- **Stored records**
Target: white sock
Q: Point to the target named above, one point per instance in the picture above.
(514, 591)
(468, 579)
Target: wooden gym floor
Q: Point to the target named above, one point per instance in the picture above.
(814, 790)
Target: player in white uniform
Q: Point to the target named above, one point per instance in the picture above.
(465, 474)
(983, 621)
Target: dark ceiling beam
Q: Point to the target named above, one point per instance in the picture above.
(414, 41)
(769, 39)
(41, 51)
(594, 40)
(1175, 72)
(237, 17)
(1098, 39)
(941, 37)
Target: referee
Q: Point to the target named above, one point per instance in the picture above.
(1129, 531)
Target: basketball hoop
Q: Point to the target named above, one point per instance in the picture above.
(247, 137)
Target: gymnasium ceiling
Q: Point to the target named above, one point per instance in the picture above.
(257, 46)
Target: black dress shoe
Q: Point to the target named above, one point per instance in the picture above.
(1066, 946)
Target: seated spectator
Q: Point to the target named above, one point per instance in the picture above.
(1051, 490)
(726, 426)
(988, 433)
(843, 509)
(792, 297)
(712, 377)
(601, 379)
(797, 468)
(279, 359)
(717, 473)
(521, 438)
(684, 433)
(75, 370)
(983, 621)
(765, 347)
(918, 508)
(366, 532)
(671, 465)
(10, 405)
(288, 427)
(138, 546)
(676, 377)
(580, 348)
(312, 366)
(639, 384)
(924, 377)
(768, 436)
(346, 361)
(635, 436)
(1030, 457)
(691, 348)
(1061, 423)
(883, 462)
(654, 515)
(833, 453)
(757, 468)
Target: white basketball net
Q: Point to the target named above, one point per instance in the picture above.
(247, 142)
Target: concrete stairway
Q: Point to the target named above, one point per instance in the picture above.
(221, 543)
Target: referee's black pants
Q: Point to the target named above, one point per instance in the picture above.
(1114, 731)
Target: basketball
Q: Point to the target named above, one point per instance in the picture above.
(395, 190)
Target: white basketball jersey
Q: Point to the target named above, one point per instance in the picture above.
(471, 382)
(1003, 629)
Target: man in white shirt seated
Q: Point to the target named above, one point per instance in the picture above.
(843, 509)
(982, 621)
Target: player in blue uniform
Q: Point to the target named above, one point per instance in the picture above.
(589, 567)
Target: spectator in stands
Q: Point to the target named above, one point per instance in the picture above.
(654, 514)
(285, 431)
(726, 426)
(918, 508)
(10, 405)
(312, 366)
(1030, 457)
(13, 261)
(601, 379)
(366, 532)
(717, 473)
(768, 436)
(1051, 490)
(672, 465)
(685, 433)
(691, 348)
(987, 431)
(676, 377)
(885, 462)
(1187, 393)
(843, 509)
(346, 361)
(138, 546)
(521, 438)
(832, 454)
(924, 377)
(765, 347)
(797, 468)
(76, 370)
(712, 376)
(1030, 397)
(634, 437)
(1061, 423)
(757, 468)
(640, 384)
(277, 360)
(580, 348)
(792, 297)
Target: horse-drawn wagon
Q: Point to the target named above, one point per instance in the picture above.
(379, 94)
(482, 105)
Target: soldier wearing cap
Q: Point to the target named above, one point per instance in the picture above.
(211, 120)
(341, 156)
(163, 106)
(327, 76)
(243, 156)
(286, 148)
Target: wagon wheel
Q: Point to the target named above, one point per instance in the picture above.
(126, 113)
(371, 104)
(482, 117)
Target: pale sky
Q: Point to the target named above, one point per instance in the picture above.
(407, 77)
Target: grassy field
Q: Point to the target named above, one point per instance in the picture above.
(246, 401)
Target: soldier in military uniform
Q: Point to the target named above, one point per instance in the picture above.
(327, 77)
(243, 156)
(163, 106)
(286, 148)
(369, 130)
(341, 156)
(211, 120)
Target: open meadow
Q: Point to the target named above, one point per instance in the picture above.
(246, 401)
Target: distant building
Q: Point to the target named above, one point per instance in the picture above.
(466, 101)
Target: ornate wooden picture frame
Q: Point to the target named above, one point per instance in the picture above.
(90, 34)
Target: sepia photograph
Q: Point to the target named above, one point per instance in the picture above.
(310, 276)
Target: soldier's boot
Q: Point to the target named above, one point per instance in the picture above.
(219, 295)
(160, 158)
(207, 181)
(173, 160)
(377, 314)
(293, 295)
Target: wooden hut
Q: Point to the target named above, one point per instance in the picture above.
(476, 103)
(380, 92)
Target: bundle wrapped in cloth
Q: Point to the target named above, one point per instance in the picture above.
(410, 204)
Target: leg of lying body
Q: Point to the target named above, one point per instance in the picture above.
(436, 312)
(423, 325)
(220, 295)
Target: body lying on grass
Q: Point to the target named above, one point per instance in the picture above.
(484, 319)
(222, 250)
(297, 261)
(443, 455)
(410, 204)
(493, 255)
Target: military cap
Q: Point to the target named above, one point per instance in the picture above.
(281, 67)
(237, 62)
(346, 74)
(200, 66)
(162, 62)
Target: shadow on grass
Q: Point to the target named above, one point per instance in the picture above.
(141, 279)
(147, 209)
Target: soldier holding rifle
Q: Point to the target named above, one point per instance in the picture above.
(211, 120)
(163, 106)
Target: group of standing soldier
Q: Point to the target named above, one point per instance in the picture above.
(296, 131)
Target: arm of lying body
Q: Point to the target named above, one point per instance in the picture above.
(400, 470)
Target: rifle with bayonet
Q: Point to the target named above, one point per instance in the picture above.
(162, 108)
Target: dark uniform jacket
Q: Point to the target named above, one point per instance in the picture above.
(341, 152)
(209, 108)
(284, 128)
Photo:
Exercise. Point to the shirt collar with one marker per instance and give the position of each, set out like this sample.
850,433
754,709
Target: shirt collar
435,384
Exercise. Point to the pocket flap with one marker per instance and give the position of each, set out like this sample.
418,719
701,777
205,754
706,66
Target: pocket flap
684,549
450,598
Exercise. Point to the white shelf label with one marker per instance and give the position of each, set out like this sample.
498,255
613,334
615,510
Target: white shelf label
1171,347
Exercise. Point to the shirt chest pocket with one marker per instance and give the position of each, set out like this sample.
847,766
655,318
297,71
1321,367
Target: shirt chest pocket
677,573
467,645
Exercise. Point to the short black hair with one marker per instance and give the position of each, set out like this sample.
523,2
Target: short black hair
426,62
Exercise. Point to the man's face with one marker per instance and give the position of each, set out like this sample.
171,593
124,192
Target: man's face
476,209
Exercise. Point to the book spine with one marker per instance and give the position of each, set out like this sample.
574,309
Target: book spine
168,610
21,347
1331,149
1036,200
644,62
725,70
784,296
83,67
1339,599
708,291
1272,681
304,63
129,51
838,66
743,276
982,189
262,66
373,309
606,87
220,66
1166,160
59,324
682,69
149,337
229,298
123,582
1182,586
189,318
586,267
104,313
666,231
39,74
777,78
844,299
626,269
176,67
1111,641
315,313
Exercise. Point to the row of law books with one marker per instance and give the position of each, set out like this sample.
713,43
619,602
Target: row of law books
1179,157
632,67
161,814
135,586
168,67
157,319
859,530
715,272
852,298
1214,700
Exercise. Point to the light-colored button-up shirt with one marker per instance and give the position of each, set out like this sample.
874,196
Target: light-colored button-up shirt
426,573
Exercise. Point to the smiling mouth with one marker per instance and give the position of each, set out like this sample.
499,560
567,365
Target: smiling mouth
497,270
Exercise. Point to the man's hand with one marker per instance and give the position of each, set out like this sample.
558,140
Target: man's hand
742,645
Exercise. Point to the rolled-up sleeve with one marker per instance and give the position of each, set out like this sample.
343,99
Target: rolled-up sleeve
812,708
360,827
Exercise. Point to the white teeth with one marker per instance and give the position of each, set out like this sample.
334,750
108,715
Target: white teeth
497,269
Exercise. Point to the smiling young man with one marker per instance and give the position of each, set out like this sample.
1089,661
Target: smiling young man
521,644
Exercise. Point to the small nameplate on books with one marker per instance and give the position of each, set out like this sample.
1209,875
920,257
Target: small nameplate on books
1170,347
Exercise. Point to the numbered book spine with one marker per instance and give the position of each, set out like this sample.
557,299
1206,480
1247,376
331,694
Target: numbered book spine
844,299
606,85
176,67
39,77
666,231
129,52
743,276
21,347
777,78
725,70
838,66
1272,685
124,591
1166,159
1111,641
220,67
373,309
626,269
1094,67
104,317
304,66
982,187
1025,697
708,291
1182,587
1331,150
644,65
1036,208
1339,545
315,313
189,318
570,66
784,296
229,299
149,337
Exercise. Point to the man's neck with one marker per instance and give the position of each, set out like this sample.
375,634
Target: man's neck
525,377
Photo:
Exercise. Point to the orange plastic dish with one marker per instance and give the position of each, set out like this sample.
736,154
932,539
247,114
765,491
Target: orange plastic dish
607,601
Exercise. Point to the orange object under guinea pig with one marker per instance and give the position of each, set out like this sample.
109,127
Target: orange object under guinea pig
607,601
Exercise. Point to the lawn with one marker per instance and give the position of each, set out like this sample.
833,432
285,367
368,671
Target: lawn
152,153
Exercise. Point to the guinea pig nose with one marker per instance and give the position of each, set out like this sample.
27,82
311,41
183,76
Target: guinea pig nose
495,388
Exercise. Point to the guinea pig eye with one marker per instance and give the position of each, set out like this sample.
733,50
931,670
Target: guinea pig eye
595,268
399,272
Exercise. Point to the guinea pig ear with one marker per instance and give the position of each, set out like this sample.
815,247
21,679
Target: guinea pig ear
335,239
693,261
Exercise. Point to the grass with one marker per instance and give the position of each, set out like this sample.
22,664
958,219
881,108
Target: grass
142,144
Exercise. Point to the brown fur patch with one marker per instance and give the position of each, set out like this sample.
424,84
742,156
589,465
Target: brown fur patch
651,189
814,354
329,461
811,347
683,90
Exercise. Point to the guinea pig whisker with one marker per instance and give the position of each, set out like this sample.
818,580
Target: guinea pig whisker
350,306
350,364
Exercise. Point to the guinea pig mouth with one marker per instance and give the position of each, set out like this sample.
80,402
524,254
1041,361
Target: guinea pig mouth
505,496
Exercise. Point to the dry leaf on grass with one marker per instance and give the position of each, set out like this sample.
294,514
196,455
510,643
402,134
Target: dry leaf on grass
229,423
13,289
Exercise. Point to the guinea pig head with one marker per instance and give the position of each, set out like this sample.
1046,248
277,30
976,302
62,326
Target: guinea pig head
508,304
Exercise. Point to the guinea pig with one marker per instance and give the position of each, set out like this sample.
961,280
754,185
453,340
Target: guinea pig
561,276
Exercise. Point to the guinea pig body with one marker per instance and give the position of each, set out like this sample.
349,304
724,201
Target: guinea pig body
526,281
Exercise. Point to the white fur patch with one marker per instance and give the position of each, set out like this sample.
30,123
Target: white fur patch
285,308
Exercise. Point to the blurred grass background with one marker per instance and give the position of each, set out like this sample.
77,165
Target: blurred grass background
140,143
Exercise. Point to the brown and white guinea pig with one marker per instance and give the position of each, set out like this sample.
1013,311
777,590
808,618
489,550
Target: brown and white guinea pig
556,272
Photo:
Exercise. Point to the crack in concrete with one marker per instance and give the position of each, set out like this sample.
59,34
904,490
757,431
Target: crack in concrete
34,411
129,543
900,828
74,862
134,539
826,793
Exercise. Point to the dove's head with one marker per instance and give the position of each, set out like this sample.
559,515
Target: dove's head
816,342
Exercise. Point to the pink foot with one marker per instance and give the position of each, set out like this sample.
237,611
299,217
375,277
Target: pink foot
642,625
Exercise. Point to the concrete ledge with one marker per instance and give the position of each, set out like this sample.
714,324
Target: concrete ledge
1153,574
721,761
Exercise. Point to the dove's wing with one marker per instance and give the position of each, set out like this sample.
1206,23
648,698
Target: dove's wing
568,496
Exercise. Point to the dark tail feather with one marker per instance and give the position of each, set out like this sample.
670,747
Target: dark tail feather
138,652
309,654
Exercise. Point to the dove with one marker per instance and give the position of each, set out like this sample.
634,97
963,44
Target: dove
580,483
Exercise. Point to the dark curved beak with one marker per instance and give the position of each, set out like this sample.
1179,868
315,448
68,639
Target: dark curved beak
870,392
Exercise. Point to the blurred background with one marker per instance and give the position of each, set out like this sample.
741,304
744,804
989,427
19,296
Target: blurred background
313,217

- **Task statement**
Gather from the entries above all lines that include the string "spectator".

- **Response**
Target: seated spectator
Target: spectator in stands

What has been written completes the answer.